** start Passage given **

While religious or political figures have often weighed in with moral arguments, today a decision to limit content is as likely to be a business decision.
Credit card companies and the banks that oversee their transactions use web-crawling and other investigative techniques to search for questionable content. They do not, for instance, allow payments for goods or services that are related to any illegal sexual acts — or that might even depict rape or exploitation of a minor. But beyond clearly illegal acts, they also reserve the right to steer clear of any content they feel reflects poorly on their brands.
Ultimately, however, it is the courts that determine what is obscene, a term reserved in the legal system for sexually explicit content that meets certain criteria.
The U.S. Supreme Court has based its definition of obscenity on “community standards” and these three factors:
Does the work appeal to “prurient,” or excessively sexual, interests?
Does it “depict or describe, in a patently offensive way, sexual conduct specifically defined by the applicable state law?”
And does the work lack “serious literary, artistic, political or scientific value?”
“It’s clearly very tough to prove. What’s obscene to some may be artful dancing to others,” says Robert Pondillo, a professor of mass media history and American culture at Middle Tennessee State University who wrote the book “America’s First Network TV Censor.”
And, he notes, the courts have not tended to limit language, which generally falls under free speech protection. Media that is broadcast on the airwaves — network television and radio, for instance — is still somewhat limited, though not as much as some parents would like.
Determining what’s acceptable is further complicated by the fact that online life has changed the notion of the “community standard.”
“We’re an increasingly connected society, so we’re no longer divided by our (physical) communities,” says David Gudelunas, a communication professor at Fairfield University in Connecticut.
Now, those communities are often online, stretching across continents and age brackets to bring together people with common interests.
Take 33-year-old Ben Tao. He was an engineering student in Los Angeles when he discovered a “niche” in the adult film industry. Crowdfunding sites such as Kickstarter, he learned, didn’t allow the creators of sexually oriented projects to post those projects to seek funding.
So he started Offbeatr, a fundraising site for creators of adult films and content.
His site is aimed at people age 18 and older. Those who propose projects for funding must prove their age, though he concedes it’s impossible to monitor the age of everyone who visits the site.
Of course, parents can use filters to keep their children from the content, he says.
But he concedes, “I think it’s a hard battle to fight if you’re trying to say, ‘I’m going to protect against every single thing.”’
Therein is the dilemma. Should society err on the side of free access, even if it means children might encounter inappropriate content? Or do you set limits on online access to pornography, for instance, unless a household requests that access, as British Prime Minister David Cameron plans to do?

** end Passage given **

Task statement ▸
Please repeat the passage on obscenity and online content word for word, from "Determining what’s acceptable" to "University in Connecticut.".

** start Stored rows **

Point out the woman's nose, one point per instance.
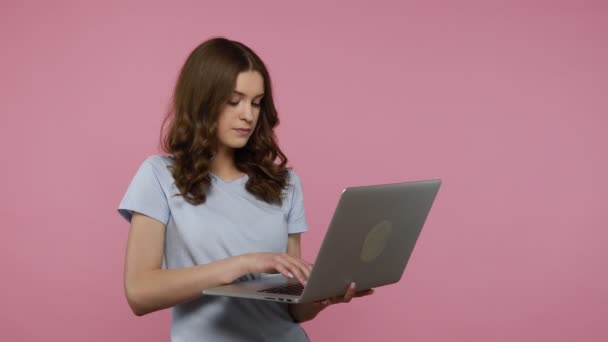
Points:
(247, 113)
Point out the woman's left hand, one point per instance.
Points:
(351, 292)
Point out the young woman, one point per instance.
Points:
(221, 207)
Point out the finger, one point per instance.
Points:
(350, 293)
(364, 293)
(303, 265)
(283, 270)
(298, 267)
(293, 268)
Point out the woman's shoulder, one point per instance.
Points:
(159, 165)
(159, 160)
(292, 177)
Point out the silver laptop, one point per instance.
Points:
(369, 241)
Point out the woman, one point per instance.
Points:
(221, 207)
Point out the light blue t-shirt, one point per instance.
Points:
(230, 222)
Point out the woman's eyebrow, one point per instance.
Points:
(242, 94)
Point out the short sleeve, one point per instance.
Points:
(145, 195)
(296, 219)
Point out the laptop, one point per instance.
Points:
(369, 241)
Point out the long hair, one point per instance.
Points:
(189, 131)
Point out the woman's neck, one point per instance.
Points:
(223, 165)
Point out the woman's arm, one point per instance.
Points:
(149, 288)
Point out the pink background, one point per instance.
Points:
(504, 101)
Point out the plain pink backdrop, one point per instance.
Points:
(504, 101)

** end Stored rows **

Exercise answer ▸
Determining what’s acceptable is further complicated by the fact that online life has changed the notion of the “community standard.”
“We’re an increasingly connected society, so we’re no longer divided by our (physical) communities,” says David Gudelunas, a communication professor at Fairfield University in Connecticut.